• _CHALLENGE_:
Rewrite the data below as a two-column CSV with the header instruction,outline, giving one row per instruction and the outline that answers it. Wrap every value in double quotes and replace any line breaks inside a value with spaces.

• _EXERCISE INPUTS_:

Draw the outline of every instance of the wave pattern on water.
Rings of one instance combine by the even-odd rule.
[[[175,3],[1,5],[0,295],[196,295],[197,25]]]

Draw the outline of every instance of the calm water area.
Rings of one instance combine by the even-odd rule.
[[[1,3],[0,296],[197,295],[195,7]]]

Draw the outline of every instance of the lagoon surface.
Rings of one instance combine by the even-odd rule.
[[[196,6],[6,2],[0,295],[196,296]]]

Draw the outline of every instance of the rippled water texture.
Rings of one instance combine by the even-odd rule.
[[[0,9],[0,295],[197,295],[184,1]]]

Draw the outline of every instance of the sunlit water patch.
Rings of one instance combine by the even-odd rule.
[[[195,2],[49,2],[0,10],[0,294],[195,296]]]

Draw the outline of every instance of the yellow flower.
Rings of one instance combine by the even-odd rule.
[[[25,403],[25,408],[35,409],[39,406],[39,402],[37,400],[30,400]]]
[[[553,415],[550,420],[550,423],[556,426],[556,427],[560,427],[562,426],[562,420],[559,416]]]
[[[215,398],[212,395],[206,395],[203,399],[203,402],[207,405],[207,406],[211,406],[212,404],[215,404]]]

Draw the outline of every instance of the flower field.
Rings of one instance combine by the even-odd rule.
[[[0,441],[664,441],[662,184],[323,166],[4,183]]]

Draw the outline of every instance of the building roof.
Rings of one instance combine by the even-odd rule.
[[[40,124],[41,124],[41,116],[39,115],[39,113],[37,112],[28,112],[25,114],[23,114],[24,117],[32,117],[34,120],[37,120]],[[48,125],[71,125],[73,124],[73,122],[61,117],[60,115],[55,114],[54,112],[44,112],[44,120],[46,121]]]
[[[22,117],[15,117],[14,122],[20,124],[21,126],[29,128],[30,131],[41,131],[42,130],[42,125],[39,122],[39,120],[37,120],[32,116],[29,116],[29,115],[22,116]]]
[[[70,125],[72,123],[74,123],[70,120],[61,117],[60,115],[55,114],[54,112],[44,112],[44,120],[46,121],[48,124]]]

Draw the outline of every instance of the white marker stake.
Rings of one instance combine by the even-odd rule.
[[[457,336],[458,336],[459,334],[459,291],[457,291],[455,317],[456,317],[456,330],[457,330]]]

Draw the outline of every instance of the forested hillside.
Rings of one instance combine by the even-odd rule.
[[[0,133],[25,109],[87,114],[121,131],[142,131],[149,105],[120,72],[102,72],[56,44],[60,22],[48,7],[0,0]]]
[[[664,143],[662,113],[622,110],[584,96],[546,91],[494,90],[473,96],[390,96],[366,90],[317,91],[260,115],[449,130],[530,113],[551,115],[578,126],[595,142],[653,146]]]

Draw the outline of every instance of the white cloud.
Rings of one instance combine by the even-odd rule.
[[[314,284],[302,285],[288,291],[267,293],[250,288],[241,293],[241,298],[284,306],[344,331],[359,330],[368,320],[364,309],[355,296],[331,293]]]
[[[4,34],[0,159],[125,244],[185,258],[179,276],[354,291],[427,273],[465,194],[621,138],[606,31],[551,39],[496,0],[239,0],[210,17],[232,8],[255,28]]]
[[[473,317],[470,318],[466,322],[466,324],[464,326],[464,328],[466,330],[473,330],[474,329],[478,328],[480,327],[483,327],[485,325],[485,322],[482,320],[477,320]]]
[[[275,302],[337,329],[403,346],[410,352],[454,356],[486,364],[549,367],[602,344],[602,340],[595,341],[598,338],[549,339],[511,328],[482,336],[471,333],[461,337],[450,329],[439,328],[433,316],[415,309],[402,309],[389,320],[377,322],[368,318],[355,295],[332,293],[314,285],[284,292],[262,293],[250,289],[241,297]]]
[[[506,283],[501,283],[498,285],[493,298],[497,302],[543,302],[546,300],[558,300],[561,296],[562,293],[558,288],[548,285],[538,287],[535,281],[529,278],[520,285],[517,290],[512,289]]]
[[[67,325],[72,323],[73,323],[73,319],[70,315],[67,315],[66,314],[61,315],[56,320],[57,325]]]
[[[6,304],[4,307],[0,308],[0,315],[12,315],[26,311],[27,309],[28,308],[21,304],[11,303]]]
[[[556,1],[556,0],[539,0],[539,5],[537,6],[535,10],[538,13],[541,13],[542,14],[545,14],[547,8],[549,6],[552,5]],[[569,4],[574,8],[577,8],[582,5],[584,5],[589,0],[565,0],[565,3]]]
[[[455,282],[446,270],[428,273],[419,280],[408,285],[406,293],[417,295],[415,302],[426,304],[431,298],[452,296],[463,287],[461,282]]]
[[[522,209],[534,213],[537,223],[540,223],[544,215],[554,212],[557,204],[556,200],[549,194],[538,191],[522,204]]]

• _SOLUTION FOR THIS PROBLEM_:
instruction,outline
"Draw the outline of every instance of the wave pattern on water. Rings of one instance combine by the even-odd rule.","[[[175,3],[1,5],[0,295],[196,295],[197,25]]]"
"Draw the outline of every instance of the calm water area. Rings of one instance combine by the even-odd rule.","[[[1,3],[0,296],[197,295],[195,7]]]"
"Draw the outline of every instance of the lagoon surface. Rings of one instance combine by the even-odd rule.","[[[196,6],[6,2],[0,295],[196,296]]]"
"Draw the outline of every instance of the rippled water texture. Rings of one instance combine by the even-odd rule.","[[[0,9],[0,295],[197,295],[184,1]]]"
"Draw the outline of every instance of the sunlit water patch. Rings of one instance combine by the even-odd rule.","[[[195,2],[49,2],[0,10],[0,294],[195,296]]]"
"Draw the outline of every instance of the yellow flower. Rings of one instance combine by the even-odd rule.","[[[25,403],[25,408],[35,409],[39,406],[39,402],[37,400],[30,400]]] [[[553,415],[550,420],[550,423],[556,426],[556,427],[560,427],[562,426],[562,420],[559,416]]] [[[215,398],[212,395],[206,395],[203,399],[203,402],[207,405],[207,406],[211,406],[212,404],[215,404]]]"
"Draw the outline of every instance of the flower field. Rings of one instance combine by the even-odd rule.","[[[0,441],[664,441],[662,184],[323,166],[4,183]]]"
"Draw the outline of every instance of the building roof. Rings of one instance combine by the even-odd rule.","[[[40,124],[41,124],[41,116],[39,115],[39,113],[37,112],[28,112],[25,114],[23,114],[24,117],[32,117],[34,120],[37,120]],[[48,125],[71,125],[73,124],[73,122],[61,117],[60,115],[55,114],[54,112],[44,112],[44,120],[46,121]]] [[[22,117],[15,117],[14,122],[20,124],[21,126],[29,128],[30,131],[41,131],[42,130],[42,125],[39,122],[39,120],[37,120],[32,116],[29,116],[29,115],[22,116]]] [[[70,125],[72,123],[74,123],[70,120],[61,117],[60,115],[55,114],[54,112],[44,112],[44,120],[46,121],[48,124]]]"
"Draw the outline of every instance of the white marker stake. Rings of one instance combine by the even-odd rule.","[[[457,336],[458,336],[459,334],[459,291],[457,291],[455,317],[456,317],[456,330],[457,330]]]"
"Draw the outline of every instance of the forested hillside. Rings of one instance combine by the even-odd rule.","[[[0,133],[25,109],[87,114],[121,131],[142,131],[149,105],[120,72],[102,72],[56,44],[60,22],[48,7],[0,0]]] [[[664,143],[662,113],[622,110],[584,96],[546,91],[494,90],[473,96],[390,96],[366,90],[317,91],[260,115],[449,130],[530,113],[551,115],[578,126],[595,142],[653,146]]]"
"Draw the outline of every instance of the white cloud. Rings of one instance combine by the even-odd rule.","[[[314,284],[302,285],[288,291],[267,293],[250,288],[241,293],[241,298],[284,306],[344,331],[359,330],[368,320],[364,309],[355,296],[331,293]]] [[[4,34],[0,159],[125,244],[185,258],[179,276],[354,291],[427,273],[465,194],[621,138],[606,31],[551,39],[496,0],[239,0],[210,17],[232,8],[255,28]]] [[[473,317],[470,318],[466,322],[466,324],[464,326],[464,328],[466,330],[473,330],[474,329],[478,328],[480,327],[483,327],[485,325],[485,322],[482,320],[477,320]]] [[[275,302],[337,329],[403,346],[410,352],[454,356],[486,364],[549,367],[602,344],[602,340],[595,341],[598,338],[549,339],[511,328],[482,336],[471,333],[461,337],[450,329],[439,328],[433,316],[415,309],[402,309],[389,320],[377,322],[368,318],[355,295],[332,293],[314,285],[284,292],[262,293],[250,289],[241,297]]] [[[506,283],[501,283],[498,285],[493,298],[497,302],[543,302],[546,300],[558,300],[561,296],[562,293],[558,288],[548,285],[538,287],[535,281],[529,278],[520,285],[517,290],[512,289]]] [[[67,325],[72,323],[73,323],[73,319],[70,315],[67,315],[66,314],[61,315],[56,320],[57,325]]] [[[6,304],[4,307],[0,308],[0,315],[12,315],[26,311],[27,309],[28,308],[21,304],[11,303]]] [[[556,1],[556,0],[539,0],[539,5],[537,6],[535,10],[538,13],[541,13],[542,14],[545,14],[547,8],[549,6],[552,5]],[[569,4],[574,8],[577,8],[582,5],[584,5],[589,0],[565,0],[565,3]]] [[[455,282],[446,270],[428,273],[419,280],[408,285],[406,293],[417,295],[415,302],[426,304],[431,298],[452,296],[463,287],[461,282]]] [[[522,209],[534,213],[537,223],[540,223],[544,215],[554,212],[557,204],[556,200],[549,194],[538,191],[522,204]]]"